• **Exercise**: Read through the data and report every line in which the word "like" occurs.

• **Input material**:
* * *

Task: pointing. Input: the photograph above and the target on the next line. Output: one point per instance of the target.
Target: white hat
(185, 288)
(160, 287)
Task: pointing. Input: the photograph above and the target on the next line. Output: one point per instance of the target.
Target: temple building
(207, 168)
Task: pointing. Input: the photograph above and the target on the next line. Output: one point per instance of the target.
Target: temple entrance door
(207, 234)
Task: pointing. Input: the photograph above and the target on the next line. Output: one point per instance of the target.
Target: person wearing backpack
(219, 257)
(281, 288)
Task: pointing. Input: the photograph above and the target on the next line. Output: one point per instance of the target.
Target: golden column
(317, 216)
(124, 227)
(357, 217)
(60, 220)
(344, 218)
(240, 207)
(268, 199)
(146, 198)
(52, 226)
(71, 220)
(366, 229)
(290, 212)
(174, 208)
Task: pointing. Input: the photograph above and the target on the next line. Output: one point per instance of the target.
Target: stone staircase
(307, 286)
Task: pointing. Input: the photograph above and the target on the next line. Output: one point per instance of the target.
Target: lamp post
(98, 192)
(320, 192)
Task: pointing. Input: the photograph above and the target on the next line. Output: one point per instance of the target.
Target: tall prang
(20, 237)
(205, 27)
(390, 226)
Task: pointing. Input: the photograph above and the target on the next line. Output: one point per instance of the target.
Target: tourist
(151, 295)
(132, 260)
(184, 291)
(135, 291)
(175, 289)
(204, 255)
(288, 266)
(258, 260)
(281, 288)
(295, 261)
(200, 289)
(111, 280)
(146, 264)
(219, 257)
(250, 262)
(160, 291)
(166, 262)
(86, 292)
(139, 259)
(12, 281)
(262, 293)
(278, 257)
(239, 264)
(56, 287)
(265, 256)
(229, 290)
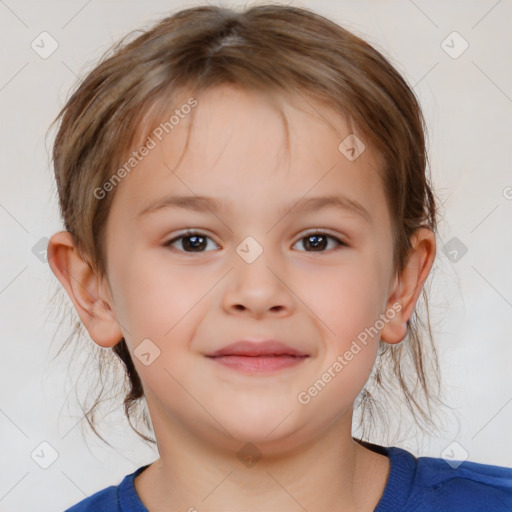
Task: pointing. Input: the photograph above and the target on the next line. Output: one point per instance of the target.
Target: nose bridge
(255, 281)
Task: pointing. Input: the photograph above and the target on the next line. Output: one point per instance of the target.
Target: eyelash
(190, 234)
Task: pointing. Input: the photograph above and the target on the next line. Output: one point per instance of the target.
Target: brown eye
(317, 242)
(190, 242)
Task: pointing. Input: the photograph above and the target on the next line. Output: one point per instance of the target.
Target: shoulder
(116, 498)
(430, 483)
(104, 500)
(468, 485)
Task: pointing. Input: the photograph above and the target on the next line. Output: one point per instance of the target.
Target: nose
(258, 288)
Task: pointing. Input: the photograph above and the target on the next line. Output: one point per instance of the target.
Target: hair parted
(274, 49)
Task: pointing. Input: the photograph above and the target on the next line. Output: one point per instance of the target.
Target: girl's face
(254, 272)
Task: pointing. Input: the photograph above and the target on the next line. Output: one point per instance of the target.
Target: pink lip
(258, 357)
(257, 348)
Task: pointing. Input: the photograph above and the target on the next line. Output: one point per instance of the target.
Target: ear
(407, 285)
(89, 294)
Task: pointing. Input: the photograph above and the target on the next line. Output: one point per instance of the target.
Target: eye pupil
(194, 242)
(316, 241)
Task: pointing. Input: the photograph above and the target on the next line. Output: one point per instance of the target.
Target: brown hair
(269, 48)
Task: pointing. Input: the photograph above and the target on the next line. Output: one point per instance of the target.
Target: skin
(189, 304)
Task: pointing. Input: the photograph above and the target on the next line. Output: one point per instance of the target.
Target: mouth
(258, 357)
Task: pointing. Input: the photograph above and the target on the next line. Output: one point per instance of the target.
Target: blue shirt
(424, 484)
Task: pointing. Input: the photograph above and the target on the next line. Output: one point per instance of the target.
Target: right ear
(90, 295)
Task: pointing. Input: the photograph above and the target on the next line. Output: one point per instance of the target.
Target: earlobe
(407, 286)
(84, 288)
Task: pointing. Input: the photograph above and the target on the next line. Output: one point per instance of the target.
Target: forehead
(253, 150)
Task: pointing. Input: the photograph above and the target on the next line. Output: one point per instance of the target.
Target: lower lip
(255, 364)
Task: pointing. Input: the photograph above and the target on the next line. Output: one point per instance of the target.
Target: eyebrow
(217, 205)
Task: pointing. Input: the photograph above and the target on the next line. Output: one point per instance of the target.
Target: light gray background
(467, 103)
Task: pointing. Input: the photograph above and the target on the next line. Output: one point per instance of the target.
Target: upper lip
(257, 348)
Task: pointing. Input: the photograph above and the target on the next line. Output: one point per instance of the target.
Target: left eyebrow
(204, 204)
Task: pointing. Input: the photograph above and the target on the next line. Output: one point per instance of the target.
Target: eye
(318, 241)
(191, 241)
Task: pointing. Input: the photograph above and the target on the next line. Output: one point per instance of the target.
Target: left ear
(407, 285)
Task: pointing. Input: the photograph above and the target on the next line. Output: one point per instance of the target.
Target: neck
(331, 472)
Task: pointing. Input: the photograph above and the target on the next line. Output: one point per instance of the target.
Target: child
(249, 225)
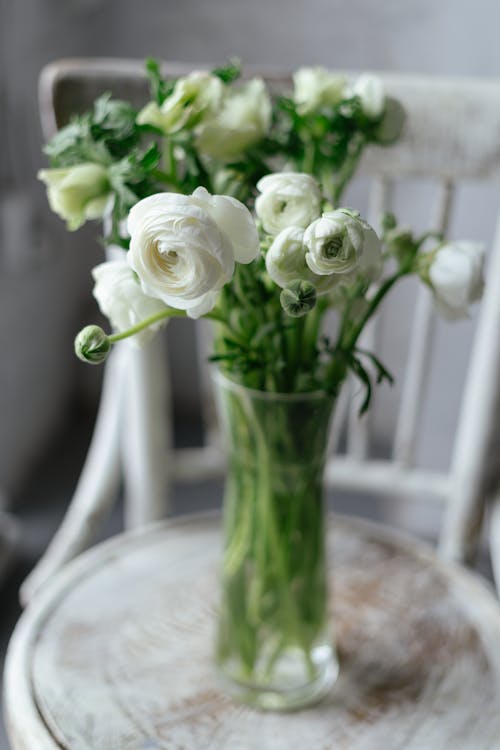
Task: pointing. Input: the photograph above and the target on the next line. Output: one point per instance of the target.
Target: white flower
(340, 242)
(120, 297)
(317, 87)
(77, 193)
(456, 276)
(286, 262)
(183, 247)
(243, 119)
(287, 199)
(194, 97)
(370, 90)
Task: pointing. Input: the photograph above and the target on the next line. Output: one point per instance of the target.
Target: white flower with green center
(184, 247)
(77, 193)
(287, 199)
(286, 262)
(340, 242)
(194, 97)
(317, 87)
(243, 119)
(120, 297)
(456, 276)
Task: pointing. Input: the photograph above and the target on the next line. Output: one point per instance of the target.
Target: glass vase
(274, 643)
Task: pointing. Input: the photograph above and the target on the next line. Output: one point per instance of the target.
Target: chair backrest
(453, 136)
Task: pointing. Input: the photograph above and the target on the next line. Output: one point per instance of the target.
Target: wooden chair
(453, 136)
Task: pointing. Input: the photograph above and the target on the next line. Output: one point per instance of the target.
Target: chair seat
(116, 651)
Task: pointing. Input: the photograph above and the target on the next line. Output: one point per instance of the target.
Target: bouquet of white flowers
(227, 202)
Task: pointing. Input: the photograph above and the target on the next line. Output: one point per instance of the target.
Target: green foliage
(267, 338)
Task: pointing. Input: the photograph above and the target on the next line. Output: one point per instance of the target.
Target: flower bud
(370, 90)
(315, 88)
(298, 298)
(392, 123)
(77, 193)
(92, 345)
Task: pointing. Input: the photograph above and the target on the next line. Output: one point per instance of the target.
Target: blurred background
(47, 399)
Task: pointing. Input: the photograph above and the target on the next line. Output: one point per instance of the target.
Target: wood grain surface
(120, 652)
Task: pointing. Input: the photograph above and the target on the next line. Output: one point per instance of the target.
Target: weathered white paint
(117, 652)
(430, 148)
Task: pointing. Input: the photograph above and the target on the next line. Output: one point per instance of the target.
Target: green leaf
(382, 371)
(159, 87)
(73, 144)
(113, 122)
(228, 72)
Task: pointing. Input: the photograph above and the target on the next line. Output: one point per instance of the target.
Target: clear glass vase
(274, 645)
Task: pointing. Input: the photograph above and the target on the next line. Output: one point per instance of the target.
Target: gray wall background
(44, 271)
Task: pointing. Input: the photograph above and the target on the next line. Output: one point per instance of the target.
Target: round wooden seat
(117, 652)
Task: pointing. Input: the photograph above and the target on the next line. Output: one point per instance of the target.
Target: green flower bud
(388, 222)
(392, 123)
(298, 298)
(92, 345)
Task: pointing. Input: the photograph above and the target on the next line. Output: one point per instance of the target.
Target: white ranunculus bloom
(194, 97)
(120, 297)
(286, 262)
(317, 87)
(287, 199)
(183, 247)
(77, 193)
(243, 119)
(370, 90)
(340, 242)
(456, 276)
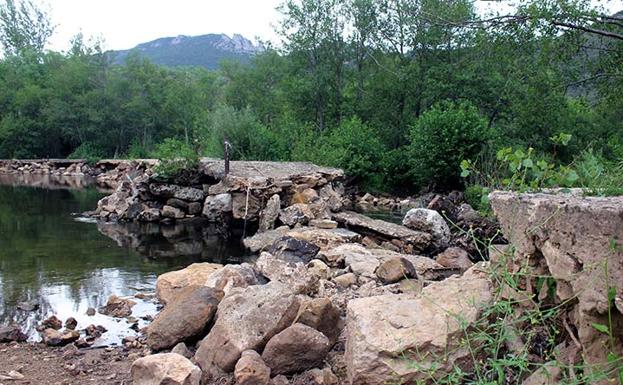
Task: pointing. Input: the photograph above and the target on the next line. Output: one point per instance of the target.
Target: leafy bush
(87, 151)
(443, 136)
(250, 139)
(175, 156)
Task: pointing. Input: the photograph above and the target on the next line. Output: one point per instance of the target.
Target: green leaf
(601, 328)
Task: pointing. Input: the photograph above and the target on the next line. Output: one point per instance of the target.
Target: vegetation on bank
(397, 92)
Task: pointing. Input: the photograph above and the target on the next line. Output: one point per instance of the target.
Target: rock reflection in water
(194, 239)
(67, 265)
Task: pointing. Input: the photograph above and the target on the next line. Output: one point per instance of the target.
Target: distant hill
(204, 51)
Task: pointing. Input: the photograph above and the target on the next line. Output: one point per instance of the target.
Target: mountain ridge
(203, 50)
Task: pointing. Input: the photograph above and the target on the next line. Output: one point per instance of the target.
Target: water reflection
(68, 265)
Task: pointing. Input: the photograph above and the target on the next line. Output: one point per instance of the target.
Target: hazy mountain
(205, 50)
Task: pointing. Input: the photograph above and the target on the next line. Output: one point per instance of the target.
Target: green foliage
(352, 146)
(87, 151)
(443, 136)
(175, 156)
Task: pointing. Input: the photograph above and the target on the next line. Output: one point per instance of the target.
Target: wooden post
(226, 152)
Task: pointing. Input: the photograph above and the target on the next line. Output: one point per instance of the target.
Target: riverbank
(352, 299)
(37, 364)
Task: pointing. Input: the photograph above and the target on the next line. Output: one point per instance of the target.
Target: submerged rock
(184, 318)
(294, 250)
(165, 369)
(12, 333)
(117, 307)
(168, 285)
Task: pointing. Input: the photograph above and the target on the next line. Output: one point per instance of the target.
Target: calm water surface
(67, 264)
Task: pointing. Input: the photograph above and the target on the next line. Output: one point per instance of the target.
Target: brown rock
(572, 238)
(182, 350)
(169, 284)
(52, 323)
(12, 333)
(345, 280)
(395, 269)
(117, 307)
(165, 369)
(297, 214)
(52, 337)
(232, 276)
(296, 349)
(270, 213)
(172, 212)
(387, 333)
(186, 317)
(322, 315)
(251, 369)
(71, 323)
(456, 258)
(246, 319)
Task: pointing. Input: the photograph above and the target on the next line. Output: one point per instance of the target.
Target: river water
(66, 263)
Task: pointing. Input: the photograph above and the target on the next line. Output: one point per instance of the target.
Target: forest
(404, 95)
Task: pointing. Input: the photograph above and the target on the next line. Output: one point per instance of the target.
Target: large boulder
(251, 369)
(322, 315)
(168, 285)
(577, 241)
(429, 221)
(292, 274)
(165, 369)
(386, 334)
(216, 206)
(184, 318)
(246, 319)
(297, 348)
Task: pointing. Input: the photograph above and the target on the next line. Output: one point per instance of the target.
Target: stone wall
(579, 242)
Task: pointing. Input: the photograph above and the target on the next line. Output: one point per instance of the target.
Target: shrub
(352, 146)
(175, 156)
(250, 139)
(441, 138)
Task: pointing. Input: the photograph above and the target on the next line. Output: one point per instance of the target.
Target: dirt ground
(42, 365)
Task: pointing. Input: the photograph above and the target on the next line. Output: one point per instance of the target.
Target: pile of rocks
(318, 304)
(285, 193)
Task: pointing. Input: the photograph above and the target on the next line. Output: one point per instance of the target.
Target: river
(51, 256)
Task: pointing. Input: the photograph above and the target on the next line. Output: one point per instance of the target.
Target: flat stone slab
(388, 230)
(269, 170)
(323, 238)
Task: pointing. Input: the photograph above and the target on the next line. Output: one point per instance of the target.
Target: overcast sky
(125, 23)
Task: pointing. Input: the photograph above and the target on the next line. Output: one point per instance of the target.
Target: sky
(123, 24)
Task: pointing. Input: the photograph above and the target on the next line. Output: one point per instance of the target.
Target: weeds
(525, 330)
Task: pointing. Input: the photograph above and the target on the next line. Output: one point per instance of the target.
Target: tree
(24, 28)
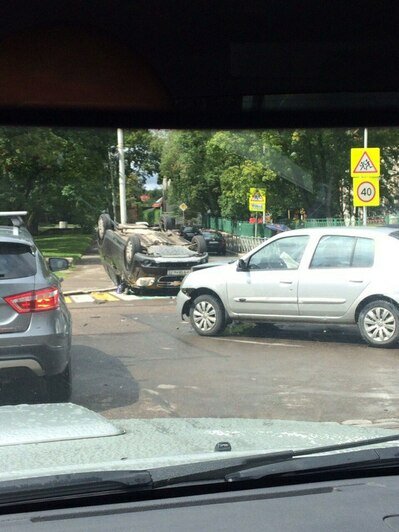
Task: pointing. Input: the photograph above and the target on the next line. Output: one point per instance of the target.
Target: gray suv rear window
(16, 260)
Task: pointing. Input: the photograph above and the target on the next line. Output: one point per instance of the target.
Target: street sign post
(366, 192)
(365, 164)
(257, 203)
(183, 207)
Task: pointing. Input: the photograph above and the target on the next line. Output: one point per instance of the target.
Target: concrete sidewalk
(88, 275)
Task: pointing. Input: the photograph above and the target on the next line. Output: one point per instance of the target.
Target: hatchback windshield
(206, 287)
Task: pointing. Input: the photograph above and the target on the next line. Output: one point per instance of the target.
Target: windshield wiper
(56, 486)
(299, 460)
(256, 466)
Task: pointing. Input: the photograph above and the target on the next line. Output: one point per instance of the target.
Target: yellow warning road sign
(257, 199)
(365, 162)
(366, 192)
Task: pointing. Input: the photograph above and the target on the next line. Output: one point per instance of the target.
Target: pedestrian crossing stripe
(108, 296)
(104, 296)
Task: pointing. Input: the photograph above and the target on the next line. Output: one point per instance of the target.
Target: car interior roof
(152, 63)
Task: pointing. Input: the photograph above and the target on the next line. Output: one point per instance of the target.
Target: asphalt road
(139, 360)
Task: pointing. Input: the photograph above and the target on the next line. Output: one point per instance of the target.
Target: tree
(54, 173)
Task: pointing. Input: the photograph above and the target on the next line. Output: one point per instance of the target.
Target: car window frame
(350, 267)
(272, 241)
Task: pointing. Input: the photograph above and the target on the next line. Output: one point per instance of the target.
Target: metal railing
(242, 244)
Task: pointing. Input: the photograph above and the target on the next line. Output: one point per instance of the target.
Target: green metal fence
(242, 228)
(238, 228)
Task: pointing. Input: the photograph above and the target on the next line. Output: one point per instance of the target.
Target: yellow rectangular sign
(365, 162)
(257, 199)
(366, 192)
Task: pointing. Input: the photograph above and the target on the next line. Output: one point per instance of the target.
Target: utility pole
(122, 178)
(112, 172)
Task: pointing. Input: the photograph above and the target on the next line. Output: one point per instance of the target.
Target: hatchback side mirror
(242, 265)
(56, 264)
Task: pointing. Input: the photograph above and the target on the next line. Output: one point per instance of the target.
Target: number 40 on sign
(366, 192)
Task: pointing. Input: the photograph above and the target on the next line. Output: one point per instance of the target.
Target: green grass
(64, 245)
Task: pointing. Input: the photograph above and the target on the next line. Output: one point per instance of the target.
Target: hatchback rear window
(16, 260)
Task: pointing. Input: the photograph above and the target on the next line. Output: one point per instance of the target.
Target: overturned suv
(144, 258)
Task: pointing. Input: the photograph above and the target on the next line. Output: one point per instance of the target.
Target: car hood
(48, 439)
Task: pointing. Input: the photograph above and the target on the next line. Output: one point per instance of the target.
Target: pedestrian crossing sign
(365, 162)
(257, 200)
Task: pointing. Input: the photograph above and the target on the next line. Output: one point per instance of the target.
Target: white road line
(353, 395)
(271, 344)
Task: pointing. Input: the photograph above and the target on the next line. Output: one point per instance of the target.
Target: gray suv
(330, 275)
(35, 323)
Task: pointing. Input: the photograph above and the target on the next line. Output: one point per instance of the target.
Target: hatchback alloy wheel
(379, 323)
(207, 315)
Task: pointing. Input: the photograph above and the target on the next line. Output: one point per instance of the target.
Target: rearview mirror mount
(242, 265)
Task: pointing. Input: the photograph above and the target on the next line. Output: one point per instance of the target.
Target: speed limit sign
(366, 192)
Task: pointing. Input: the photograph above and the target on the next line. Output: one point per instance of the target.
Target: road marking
(82, 298)
(353, 395)
(109, 297)
(270, 344)
(104, 296)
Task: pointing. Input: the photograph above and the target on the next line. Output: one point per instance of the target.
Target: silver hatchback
(329, 275)
(35, 323)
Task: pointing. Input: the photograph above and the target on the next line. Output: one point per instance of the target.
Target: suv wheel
(132, 247)
(207, 315)
(59, 387)
(378, 323)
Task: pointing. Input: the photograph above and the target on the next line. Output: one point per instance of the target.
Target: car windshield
(275, 326)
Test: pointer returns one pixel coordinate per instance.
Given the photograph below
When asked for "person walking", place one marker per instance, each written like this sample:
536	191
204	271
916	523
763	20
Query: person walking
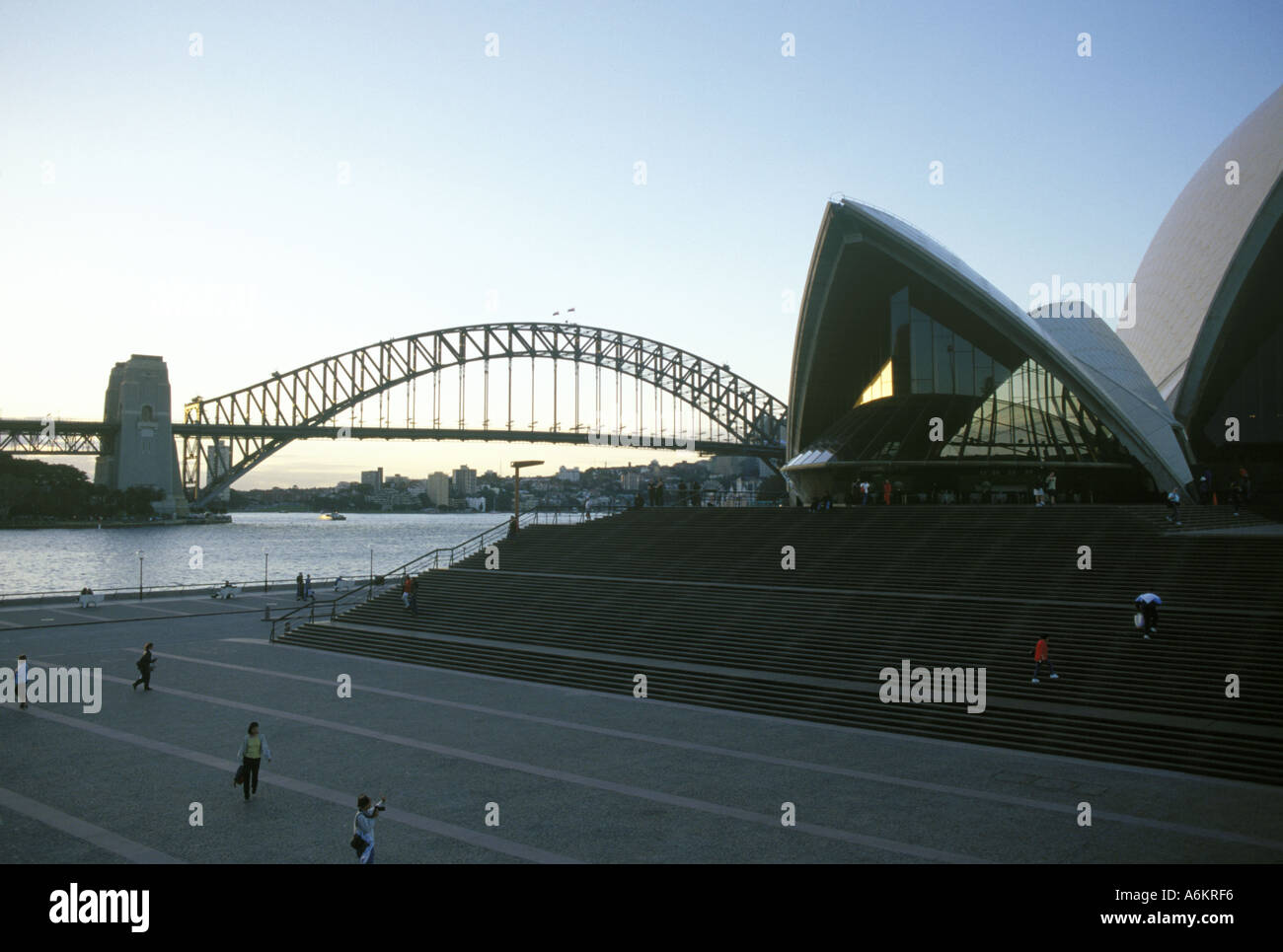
363	827
1042	653
145	664
1147	607
22	682
252	752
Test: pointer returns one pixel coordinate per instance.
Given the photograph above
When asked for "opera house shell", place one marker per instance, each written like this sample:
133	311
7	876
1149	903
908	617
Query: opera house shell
1206	325
910	368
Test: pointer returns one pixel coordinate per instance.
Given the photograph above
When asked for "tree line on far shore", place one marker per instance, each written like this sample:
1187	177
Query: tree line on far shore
33	490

* * *

• **Output for this task**:
When asked for "person walking", place one marker per instance, each written like this sample:
When asked for "opera house shell", place one marker per instance, each written like this sample:
When asked for "tree line on far shore", place one marker per instance, each written like this sample:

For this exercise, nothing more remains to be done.